-- START OF Document text --

|Publication number||US8164475 B2|
|Application number||US 11/720,443|
|Publication date||Apr 24, 2012|
|Filing date||Nov 28, 2005|
|Priority date||Dec 3, 2004|
|Also published as||CA2590503A1, CA2590503C, EP1831724A1, US20080007422, WO2006059079A1|
|Publication number||11720443, 720443, PCT/2005/4551, PCT/GB/2005/004551, PCT/GB/2005/04551, PCT/GB/5/004551, PCT/GB/5/04551, PCT/GB2005/004551, PCT/GB2005/04551, PCT/GB2005004551, PCT/GB200504551, PCT/GB5/004551, PCT/GB5/04551, PCT/GB5004551, PCT/GB504551, US 8164475 B2, US 8164475B2, US-B2-8164475, US8164475 B2, US8164475B2|
|Inventors||Steven Martin Hudson|
|Original Assignee||Expro North Sea Limited|
|Export Citation||BiBTeX, EndNote, RefMan|
|Patent Citations (11), Non-Patent Citations (4), Classifications (9), Legal Events (2)|
|External Links: USPTO, USPTO Assignment, Espacenet|
This invention relates to downhole communication.
Various systems of cableless downhole communication have been proposed but there is a continuing need to provide systems and apparatus which simplify the installation and operation of such systems.
One particular system is described in U.S. Pat. No. 5,394,141. In this case a method of transmission of signals from a downhole location is described where contact is made between surrounding metallic structure, typically tubing in a well, at two spaced locations. These locations are separated by a large distance to allow the technique to work. In U.S. Pat. No. 5,394,141 it is stated that it is desirable to provide a spacing of at least 9 metres and preferably much more than this between the contacts to give good operation. Whilst it is discussed in less detail in U.S. Pat. No. 5,394,141 the idea of receiving signals using two such contacts spaced by such a large distance is also mentioned. Where a system such as that described in U.S. Pat. No. 5,394,141 is used for receiving signals there will be a large impedance between the spaced contacts. One of these contacts is connected to one input or terminal of a component such as an amplifier and the other contact is connected to another input or terminal of the component, e.g. amplifier.
A particular problem with putting the ideas of U.S. Pat. No. 5,394,141 into practice, is that it is difficult to install two contacts separated by the large distances required to make the system of U.S. Pat. No. 5,394,141 function.
It is an object of the present invention to provide apparatus which allows the reception of signals downhole without the need for having contacts spaced by such large distances.

-- END OF Document text --
-- START OF Dataset content --

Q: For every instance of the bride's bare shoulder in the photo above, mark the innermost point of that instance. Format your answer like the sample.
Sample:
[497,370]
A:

-- END OF Dataset content --

Prompt
Write out the downhole communication patent text word for word, everything from "Various systems of" down to "of such systems.".

Finished exercise
Various systems of cableless downhole communication have been proposed but there is a continuing need to provide systems and apparatus which simplify the installation and operation of such systems.